▶ [Work instructions]
For the entries below, repeat exactly each line starting with the one that contains "TARGET = white decorative castle" and going on through the one that contains "TASK = point to the cypress", and no others.
Top of Exercise materials
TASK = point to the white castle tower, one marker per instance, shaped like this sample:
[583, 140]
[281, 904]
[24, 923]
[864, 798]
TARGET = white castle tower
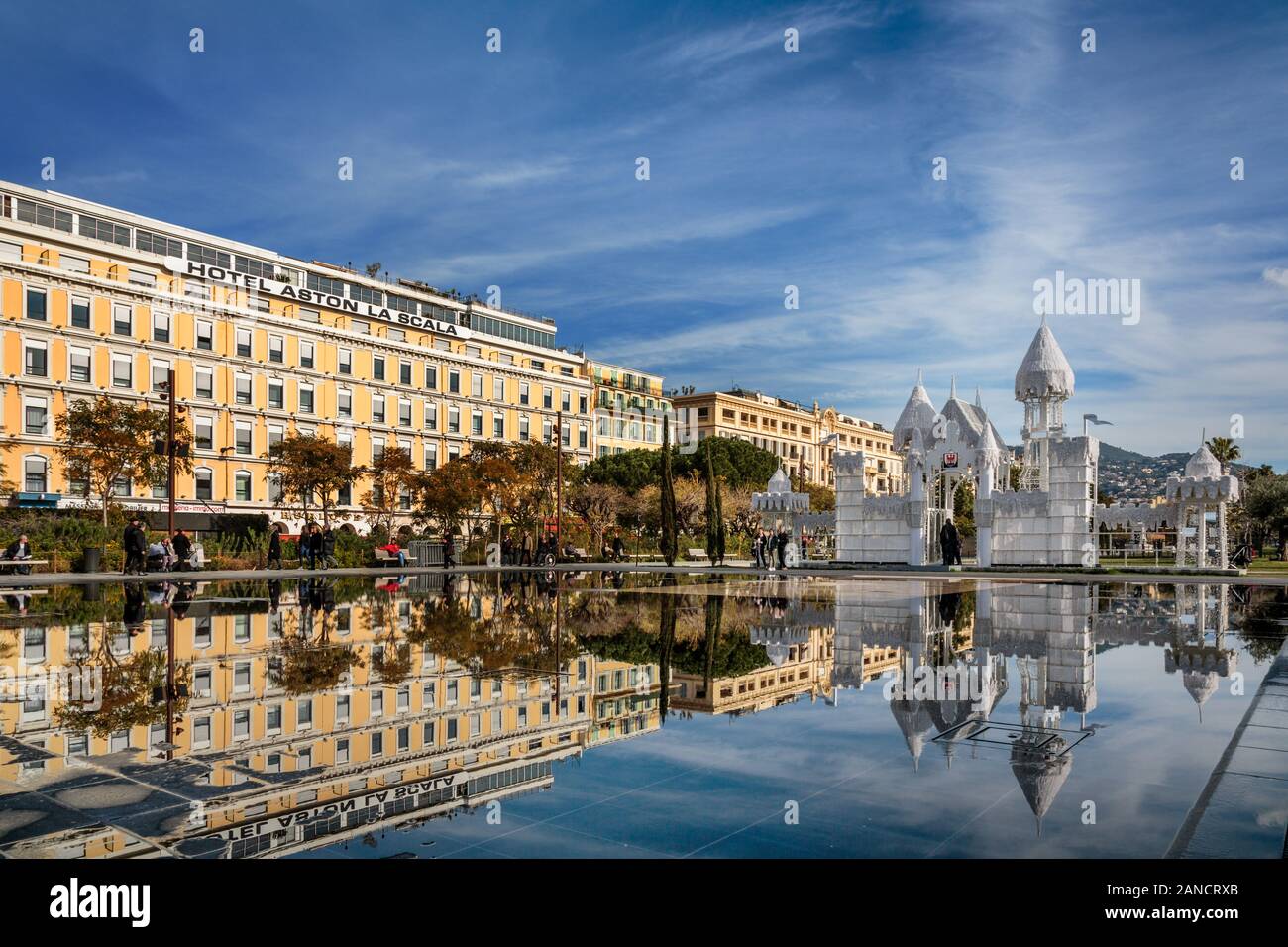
[1042, 384]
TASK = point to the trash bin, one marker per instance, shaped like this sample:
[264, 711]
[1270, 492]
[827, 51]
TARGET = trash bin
[91, 560]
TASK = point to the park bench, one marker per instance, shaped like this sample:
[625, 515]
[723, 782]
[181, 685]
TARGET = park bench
[385, 557]
[14, 564]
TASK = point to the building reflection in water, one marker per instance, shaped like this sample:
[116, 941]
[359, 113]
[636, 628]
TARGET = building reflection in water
[269, 718]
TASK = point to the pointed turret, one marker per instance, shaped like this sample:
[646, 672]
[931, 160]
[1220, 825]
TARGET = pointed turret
[1044, 371]
[917, 414]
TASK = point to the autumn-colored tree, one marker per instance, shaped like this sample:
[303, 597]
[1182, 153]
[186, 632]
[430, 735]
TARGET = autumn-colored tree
[125, 688]
[310, 471]
[390, 474]
[449, 495]
[1266, 505]
[597, 506]
[106, 440]
[741, 518]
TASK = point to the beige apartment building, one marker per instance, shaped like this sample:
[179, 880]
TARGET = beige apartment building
[805, 440]
[97, 300]
[629, 407]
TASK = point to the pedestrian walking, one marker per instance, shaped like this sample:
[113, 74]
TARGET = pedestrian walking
[181, 547]
[274, 547]
[951, 544]
[134, 544]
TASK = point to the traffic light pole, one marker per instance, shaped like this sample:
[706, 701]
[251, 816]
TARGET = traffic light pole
[170, 451]
[558, 484]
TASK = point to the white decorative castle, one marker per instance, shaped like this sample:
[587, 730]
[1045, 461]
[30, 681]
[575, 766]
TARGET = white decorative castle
[1048, 521]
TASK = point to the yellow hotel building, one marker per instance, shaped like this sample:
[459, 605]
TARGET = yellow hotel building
[805, 440]
[95, 300]
[629, 408]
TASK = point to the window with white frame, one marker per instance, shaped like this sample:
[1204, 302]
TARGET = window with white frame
[35, 359]
[38, 304]
[78, 364]
[204, 483]
[35, 474]
[123, 320]
[205, 335]
[204, 432]
[80, 312]
[123, 371]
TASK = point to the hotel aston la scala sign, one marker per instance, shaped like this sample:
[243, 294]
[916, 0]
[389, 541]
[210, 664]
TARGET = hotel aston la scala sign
[258, 285]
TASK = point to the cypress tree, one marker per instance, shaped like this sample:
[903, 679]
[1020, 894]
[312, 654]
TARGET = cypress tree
[713, 522]
[670, 541]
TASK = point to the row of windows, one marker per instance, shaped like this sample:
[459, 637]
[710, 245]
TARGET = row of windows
[37, 307]
[108, 231]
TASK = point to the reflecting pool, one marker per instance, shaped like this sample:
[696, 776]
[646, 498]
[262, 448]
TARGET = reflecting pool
[621, 715]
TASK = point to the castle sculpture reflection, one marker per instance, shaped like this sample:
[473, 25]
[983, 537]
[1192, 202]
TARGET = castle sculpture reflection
[270, 718]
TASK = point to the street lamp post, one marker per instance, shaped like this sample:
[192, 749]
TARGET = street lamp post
[170, 451]
[558, 484]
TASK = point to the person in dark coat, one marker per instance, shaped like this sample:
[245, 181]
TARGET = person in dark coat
[20, 549]
[951, 544]
[274, 547]
[316, 547]
[181, 548]
[134, 543]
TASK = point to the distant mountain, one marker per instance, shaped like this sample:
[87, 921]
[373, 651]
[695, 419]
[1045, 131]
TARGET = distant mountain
[1131, 476]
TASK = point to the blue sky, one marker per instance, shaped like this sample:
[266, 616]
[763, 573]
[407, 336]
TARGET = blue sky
[768, 169]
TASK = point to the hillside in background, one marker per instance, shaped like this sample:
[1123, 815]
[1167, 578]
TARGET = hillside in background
[1129, 475]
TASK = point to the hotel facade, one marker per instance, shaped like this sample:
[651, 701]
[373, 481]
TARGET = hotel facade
[804, 440]
[629, 408]
[99, 302]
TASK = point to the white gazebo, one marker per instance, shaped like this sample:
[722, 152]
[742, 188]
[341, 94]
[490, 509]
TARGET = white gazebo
[1205, 488]
[778, 504]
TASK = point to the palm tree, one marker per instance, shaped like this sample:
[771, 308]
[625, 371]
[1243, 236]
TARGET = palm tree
[1225, 450]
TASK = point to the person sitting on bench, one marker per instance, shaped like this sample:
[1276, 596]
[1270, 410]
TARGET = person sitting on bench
[20, 549]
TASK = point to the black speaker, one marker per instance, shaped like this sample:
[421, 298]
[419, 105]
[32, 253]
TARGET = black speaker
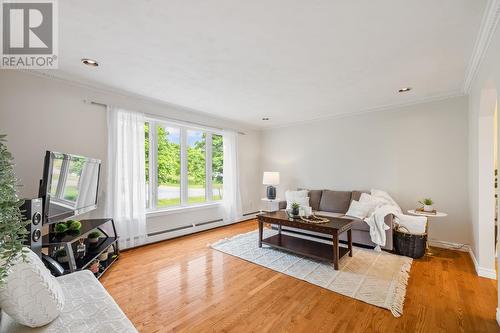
[32, 211]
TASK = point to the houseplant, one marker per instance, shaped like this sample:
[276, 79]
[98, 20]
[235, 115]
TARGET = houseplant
[61, 256]
[295, 208]
[74, 225]
[61, 228]
[12, 224]
[93, 237]
[427, 204]
[94, 266]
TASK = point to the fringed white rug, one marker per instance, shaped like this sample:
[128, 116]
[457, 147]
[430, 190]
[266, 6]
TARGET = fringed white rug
[377, 278]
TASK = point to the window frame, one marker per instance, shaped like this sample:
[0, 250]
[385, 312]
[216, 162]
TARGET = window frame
[153, 166]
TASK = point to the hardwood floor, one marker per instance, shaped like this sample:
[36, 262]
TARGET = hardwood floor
[183, 285]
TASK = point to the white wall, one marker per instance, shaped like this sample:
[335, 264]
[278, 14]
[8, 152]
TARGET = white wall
[483, 95]
[411, 152]
[39, 113]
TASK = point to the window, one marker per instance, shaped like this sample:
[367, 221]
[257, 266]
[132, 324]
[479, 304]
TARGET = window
[217, 166]
[184, 166]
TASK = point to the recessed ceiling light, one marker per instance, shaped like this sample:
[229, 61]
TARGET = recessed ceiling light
[90, 62]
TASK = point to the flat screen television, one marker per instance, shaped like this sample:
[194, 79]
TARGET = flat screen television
[69, 186]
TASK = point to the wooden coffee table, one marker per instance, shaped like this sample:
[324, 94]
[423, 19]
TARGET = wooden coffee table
[305, 247]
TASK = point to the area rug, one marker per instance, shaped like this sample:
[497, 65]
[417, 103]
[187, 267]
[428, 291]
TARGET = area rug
[377, 278]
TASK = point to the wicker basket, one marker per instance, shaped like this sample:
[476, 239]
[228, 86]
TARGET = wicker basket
[409, 245]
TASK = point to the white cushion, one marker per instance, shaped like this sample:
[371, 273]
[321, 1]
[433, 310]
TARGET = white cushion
[372, 202]
[303, 202]
[88, 308]
[358, 209]
[386, 197]
[31, 295]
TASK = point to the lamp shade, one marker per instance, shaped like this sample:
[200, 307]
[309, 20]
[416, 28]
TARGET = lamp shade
[271, 178]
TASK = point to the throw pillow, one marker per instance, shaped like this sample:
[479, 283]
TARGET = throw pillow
[303, 202]
[31, 295]
[372, 202]
[385, 196]
[358, 209]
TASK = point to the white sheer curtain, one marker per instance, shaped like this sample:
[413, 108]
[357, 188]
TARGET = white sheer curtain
[231, 192]
[126, 198]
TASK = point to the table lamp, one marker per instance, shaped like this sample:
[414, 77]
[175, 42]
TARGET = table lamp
[270, 179]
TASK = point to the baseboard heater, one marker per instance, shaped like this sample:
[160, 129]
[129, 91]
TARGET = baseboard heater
[183, 227]
[252, 213]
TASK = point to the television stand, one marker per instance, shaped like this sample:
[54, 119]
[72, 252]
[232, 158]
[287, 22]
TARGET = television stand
[69, 241]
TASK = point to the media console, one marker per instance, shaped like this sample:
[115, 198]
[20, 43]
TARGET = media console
[69, 241]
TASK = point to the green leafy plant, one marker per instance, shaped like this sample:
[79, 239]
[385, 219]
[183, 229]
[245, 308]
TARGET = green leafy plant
[94, 234]
[61, 228]
[295, 208]
[73, 225]
[426, 202]
[12, 224]
[61, 253]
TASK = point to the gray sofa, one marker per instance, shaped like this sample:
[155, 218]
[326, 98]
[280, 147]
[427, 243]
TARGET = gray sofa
[336, 204]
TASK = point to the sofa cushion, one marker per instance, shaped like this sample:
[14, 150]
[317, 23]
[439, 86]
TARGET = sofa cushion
[88, 308]
[356, 195]
[31, 295]
[335, 201]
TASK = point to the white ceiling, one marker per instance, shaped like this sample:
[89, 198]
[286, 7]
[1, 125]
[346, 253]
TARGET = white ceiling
[289, 60]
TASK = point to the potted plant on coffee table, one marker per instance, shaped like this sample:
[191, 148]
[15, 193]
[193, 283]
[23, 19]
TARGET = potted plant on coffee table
[427, 205]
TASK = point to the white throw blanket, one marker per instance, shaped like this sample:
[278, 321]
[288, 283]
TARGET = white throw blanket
[376, 221]
[385, 205]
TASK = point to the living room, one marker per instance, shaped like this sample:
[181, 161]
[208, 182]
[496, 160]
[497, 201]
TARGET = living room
[258, 167]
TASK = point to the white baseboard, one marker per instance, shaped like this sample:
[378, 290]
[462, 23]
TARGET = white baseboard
[449, 245]
[481, 271]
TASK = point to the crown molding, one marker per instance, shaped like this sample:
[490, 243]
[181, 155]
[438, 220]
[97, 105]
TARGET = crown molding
[381, 108]
[487, 29]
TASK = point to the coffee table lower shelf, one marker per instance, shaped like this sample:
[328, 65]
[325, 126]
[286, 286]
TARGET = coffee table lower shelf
[305, 247]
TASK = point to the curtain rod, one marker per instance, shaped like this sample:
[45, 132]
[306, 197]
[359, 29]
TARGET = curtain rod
[173, 119]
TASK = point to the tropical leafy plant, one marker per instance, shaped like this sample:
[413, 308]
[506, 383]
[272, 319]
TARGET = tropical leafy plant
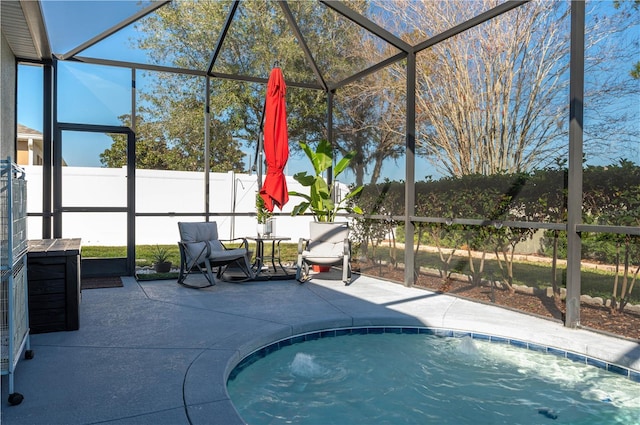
Bottom of Exercise materials
▶ [Answer to this problem]
TARGET = white decorative castle
[1048, 521]
TASK = point to the yellow hotel building, one marker per instance, shaped like this sample:
[459, 605]
TARGET = yellow hotel building
[805, 440]
[95, 300]
[629, 408]
TASK = point to the window with white frame, one marker per instance, shaped like this sample:
[1204, 302]
TARGET = window with white frame
[35, 359]
[38, 304]
[78, 364]
[204, 483]
[35, 474]
[123, 320]
[205, 335]
[204, 432]
[80, 312]
[123, 371]
TASK = point to the hotel aston la scala sign, one marker per instance, shaped like this sample:
[243, 294]
[916, 0]
[389, 541]
[210, 664]
TARGET = hotel aston la scala sign
[258, 285]
TASK = point to the cypress tree, one marker per instance, shaped like this sample:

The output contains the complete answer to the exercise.